---- Source
But even if authorities manage to reunite the separated families, the AIJ attorneys’ work is just beginning. The avalanche of new cases is joining hundreds of other pending cases of minors who crossed the border by themselves and who have been represented by AIJ for decades.
“We have to put together their asylum cases, represent them in different courts, get the evidence, conduct interviews,” said Jennifer Anzardo Valdés, director of the legal representation program for children. “It takes a lot of time, sometimes years, and it goes beyond the children separated from their parents.”
Even so, the cases of unaccompanied young children are the biggest challenge. AIJ lawyers said they started to notice them months before Attorney General Jeff Sessions announced the zero tolerance policy in April.
Attorney Noemí Samuel del Rosario said she has represented a three-year old Guatemalan girl since January. The girl, identified only as Ana, was separated from her father after they crossed the border in July of 2017.
--------
---- Recorded information
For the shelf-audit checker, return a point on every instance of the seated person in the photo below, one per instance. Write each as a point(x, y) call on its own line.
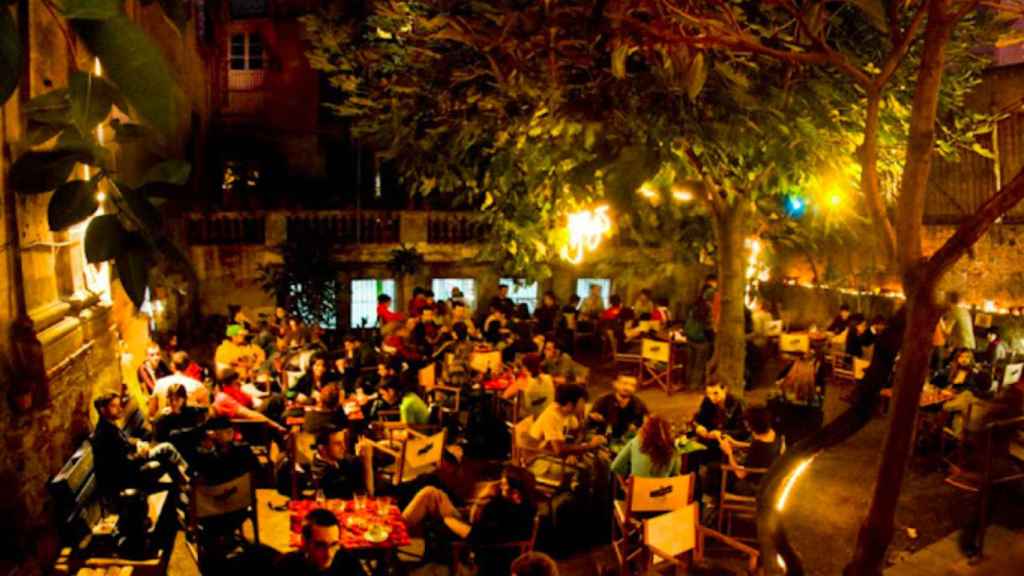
point(321, 553)
point(196, 389)
point(502, 512)
point(551, 430)
point(336, 472)
point(232, 402)
point(841, 322)
point(958, 373)
point(179, 423)
point(651, 453)
point(307, 387)
point(560, 366)
point(120, 459)
point(719, 415)
point(620, 412)
point(328, 413)
point(221, 458)
point(153, 368)
point(765, 447)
--------
Instructions to follow ::
In the passage about the AIJ attorneys, when were the girl identified as Ana and her father separated? Rely only on the passage about the AIJ attorneys, not on the data.

The answer ::
They were separated after crossing the border in July of 2017.